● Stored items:

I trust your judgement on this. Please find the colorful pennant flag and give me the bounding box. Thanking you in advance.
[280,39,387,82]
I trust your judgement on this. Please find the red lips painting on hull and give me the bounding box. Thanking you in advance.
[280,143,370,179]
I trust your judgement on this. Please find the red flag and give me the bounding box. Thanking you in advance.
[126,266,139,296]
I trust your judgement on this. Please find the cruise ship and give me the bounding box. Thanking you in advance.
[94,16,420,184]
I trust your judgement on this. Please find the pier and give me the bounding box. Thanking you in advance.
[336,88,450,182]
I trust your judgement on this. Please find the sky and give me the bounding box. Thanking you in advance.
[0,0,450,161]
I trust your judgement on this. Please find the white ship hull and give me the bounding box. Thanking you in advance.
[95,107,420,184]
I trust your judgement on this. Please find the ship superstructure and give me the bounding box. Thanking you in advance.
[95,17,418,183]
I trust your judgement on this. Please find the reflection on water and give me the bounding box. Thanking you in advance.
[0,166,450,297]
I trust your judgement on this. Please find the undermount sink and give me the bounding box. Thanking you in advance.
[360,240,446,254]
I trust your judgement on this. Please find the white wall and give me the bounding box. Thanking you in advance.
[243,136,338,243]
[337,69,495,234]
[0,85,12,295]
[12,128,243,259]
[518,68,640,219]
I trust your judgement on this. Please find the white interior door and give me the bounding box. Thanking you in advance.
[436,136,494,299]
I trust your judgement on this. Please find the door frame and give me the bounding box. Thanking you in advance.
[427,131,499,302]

● Problem details:
The records above are to be repeated exactly, in their entirety.

● Task response:
I trust your judgement on this. Please find the colorful pennant flag and give me the bounding box. Thanking you in advance.
[280,39,387,82]
I trust your judgement on this. Please find the red lips painting on hull and give me the bounding box. Thanking you in advance.
[280,143,370,179]
I trust your judgement on this. Please find the red flag and give me the bounding box. Thanking you in advance.
[126,266,139,296]
I trust your judgement on this. Please find the cruise ship and give me the bounding box. Thanking you in advance.
[94,16,420,184]
I trust your judgement on this. Please find the pier and give me the bounding box. Thanking you in advance.
[336,88,450,182]
I trust your judgement on this. Please find the sky and give me the bounding box. Thanking you in advance.
[0,0,450,161]
I trust your judgement on this. Please find the white ship hull and give me the bounding box. Thanking you in advance.
[95,107,420,184]
I trust your judgement on this. Please find the ship superstructure and give me the bounding box. Thanking you in advance.
[95,17,418,183]
I trust your judgement on this. Please find the reflection on water and give me the bounding box. Thanking you in advance.
[0,166,450,297]
I trust your judgement on this. Please find the undermount sink and give me the bounding box. Thanking you in advance.
[360,240,446,254]
I trust your judgement on this. Please find the white wall and give me the bounding box. Thanking you in advance.
[243,136,338,243]
[337,69,495,234]
[0,85,12,295]
[12,128,243,259]
[518,68,640,219]
I trust your judgement on this. Please find the white interior door and give me the bounding box. Thanking you in advance.
[436,136,494,299]
I trust your judgement on this. Please find the door frame and give me the bounding box. Thanking you in advance.
[427,131,499,302]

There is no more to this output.